Lines to return, exactly: from the line with "box: [64, 81, 111, 117]" to the line with "positive clicks: (105, 104)" in the entries below, both included.

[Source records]
******

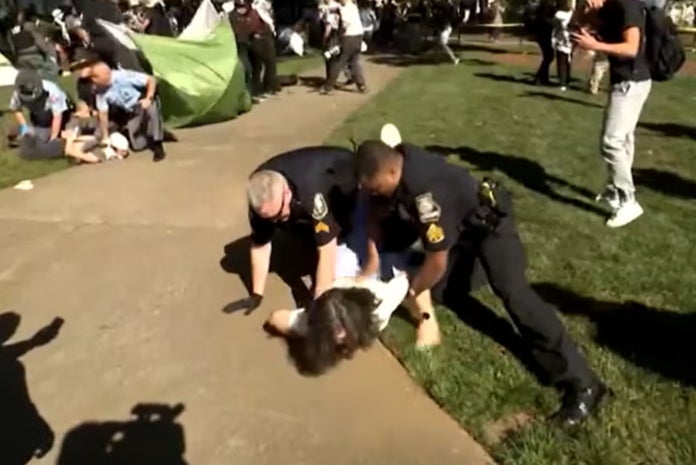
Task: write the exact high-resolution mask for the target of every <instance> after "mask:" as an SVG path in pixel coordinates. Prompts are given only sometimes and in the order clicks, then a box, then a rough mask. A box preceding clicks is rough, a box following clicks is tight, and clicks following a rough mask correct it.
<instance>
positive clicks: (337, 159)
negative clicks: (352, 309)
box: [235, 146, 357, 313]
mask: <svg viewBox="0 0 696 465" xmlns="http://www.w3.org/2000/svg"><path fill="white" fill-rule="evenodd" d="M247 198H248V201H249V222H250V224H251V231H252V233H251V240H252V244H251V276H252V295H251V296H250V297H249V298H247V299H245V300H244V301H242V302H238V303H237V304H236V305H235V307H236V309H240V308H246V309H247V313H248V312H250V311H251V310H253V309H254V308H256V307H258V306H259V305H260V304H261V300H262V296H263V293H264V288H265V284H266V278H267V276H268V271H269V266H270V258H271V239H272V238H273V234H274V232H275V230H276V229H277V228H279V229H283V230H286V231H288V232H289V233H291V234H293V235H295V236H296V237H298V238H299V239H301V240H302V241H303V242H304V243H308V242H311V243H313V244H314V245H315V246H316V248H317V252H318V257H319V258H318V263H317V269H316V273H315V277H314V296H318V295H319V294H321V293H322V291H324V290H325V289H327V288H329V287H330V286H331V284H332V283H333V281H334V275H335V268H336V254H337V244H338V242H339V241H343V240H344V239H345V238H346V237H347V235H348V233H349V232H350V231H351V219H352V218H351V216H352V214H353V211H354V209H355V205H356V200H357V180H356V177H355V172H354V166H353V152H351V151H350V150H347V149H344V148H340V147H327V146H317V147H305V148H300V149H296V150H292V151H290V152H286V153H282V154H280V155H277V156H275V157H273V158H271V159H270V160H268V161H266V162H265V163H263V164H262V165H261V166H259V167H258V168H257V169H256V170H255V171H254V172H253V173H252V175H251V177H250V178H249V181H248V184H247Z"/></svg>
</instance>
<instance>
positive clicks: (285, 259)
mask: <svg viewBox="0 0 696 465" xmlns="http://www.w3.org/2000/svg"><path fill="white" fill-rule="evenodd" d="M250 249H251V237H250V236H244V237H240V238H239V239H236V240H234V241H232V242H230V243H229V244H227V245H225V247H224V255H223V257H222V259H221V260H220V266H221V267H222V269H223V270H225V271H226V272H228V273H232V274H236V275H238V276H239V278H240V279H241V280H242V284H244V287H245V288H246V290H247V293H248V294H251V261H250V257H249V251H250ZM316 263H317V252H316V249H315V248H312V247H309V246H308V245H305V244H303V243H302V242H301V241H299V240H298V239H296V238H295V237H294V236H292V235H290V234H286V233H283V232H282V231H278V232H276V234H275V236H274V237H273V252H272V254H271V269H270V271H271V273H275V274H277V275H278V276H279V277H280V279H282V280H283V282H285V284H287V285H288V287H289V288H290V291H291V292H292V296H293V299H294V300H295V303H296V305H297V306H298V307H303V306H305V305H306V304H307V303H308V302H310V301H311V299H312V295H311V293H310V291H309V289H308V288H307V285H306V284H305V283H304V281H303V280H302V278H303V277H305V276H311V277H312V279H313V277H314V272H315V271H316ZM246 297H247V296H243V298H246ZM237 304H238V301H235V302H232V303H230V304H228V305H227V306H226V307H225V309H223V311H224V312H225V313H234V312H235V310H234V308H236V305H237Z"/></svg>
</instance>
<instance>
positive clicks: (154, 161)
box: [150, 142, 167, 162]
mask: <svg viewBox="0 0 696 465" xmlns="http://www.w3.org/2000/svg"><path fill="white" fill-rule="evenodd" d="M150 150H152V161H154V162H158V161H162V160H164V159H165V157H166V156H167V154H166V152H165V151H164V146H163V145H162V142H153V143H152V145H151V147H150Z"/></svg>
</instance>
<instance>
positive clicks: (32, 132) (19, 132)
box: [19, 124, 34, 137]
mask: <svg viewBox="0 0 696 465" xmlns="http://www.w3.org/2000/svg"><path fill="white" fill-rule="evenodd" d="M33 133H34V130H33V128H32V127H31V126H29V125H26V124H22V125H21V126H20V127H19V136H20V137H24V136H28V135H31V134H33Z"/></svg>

******

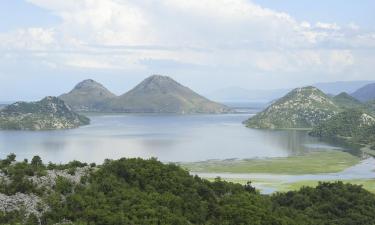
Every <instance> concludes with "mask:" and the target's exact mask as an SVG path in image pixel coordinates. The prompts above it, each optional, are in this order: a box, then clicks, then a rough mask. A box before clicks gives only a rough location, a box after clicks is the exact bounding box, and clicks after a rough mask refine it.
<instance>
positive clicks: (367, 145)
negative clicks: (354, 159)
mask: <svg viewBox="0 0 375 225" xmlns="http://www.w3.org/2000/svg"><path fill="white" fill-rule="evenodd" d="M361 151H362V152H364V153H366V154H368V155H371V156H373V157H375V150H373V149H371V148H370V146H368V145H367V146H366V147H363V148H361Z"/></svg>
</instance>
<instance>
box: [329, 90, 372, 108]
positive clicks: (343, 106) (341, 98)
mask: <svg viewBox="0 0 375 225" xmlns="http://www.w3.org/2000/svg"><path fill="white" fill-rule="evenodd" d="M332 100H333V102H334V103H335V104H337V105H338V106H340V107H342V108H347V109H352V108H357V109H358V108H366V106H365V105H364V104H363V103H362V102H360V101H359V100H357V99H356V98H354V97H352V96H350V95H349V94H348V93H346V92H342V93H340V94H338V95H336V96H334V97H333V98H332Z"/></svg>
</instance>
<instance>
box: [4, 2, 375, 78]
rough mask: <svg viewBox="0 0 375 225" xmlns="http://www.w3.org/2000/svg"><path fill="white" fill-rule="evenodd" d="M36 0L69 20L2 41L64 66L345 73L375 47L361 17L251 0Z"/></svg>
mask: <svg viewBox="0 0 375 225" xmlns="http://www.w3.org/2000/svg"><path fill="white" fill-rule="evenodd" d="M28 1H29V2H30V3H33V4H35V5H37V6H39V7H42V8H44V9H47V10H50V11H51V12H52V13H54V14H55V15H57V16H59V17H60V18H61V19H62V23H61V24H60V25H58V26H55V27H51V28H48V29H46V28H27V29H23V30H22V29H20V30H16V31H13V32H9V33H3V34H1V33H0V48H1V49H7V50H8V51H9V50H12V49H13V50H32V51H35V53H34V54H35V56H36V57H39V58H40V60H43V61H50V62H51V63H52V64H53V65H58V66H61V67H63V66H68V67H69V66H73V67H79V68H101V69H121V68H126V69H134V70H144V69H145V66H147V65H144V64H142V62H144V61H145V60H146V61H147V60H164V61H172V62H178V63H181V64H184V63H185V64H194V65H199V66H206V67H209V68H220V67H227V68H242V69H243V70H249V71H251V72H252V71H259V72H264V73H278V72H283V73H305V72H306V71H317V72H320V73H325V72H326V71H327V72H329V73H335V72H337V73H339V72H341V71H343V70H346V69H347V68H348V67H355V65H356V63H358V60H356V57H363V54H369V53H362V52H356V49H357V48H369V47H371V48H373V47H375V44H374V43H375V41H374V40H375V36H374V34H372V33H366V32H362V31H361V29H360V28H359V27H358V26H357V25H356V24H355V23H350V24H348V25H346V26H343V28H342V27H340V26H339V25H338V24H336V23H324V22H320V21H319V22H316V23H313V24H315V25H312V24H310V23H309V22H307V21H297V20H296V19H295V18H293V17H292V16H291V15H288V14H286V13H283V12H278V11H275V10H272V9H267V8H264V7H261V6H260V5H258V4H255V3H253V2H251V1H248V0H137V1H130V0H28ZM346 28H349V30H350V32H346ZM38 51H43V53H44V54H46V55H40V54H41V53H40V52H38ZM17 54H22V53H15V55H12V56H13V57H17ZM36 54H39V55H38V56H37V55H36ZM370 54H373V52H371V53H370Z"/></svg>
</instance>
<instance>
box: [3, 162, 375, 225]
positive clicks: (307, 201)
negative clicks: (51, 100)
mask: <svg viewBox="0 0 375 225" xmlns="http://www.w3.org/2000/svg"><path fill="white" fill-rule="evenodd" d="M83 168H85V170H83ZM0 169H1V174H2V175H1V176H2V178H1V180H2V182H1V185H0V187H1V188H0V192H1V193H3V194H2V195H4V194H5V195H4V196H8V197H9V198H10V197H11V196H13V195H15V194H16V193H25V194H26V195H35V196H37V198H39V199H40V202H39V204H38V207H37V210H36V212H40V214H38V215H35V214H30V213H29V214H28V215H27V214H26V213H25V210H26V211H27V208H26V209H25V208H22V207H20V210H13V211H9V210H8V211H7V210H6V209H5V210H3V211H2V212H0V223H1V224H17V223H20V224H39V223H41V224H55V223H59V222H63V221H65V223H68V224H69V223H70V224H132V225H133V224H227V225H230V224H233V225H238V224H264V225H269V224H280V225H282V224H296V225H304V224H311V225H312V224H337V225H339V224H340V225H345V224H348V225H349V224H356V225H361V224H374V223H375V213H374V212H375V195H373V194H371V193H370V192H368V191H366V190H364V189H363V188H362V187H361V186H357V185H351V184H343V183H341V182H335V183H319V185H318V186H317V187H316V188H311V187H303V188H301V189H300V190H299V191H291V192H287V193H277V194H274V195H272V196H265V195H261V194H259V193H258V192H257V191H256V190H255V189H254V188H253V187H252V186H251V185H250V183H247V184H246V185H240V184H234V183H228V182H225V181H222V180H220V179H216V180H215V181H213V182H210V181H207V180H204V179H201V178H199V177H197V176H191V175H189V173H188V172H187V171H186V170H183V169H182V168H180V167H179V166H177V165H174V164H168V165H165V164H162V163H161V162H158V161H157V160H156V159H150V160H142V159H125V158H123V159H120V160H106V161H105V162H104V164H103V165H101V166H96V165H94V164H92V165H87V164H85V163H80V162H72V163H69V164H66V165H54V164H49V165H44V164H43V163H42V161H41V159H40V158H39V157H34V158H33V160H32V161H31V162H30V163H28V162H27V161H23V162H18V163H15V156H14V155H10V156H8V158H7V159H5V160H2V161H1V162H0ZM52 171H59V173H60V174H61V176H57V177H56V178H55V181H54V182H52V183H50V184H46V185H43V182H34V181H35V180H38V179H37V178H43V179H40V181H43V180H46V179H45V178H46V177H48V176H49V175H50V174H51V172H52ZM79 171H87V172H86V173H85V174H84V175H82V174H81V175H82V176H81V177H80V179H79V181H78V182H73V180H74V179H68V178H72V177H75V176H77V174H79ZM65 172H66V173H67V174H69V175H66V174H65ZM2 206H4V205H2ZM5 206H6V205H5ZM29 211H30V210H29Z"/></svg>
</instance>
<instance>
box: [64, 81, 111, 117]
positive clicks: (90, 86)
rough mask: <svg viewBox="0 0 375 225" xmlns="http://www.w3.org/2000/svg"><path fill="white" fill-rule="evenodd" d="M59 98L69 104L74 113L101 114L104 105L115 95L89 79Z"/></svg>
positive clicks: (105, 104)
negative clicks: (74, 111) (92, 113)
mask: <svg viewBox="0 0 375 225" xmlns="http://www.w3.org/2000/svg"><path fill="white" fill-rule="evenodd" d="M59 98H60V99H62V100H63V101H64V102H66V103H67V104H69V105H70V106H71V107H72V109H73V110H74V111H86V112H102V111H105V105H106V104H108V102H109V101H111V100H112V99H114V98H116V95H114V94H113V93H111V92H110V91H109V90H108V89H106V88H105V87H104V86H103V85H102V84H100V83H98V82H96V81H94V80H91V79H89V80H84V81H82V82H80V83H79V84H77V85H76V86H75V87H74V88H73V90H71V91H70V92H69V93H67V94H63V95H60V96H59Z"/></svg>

******

Task answer:
box: [64, 81, 111, 117]
positive clicks: (90, 86)
rough mask: <svg viewBox="0 0 375 225" xmlns="http://www.w3.org/2000/svg"><path fill="white" fill-rule="evenodd" d="M59 98L69 104L74 113L101 114L104 105L115 95L89 79Z"/></svg>
positive clicks: (105, 104)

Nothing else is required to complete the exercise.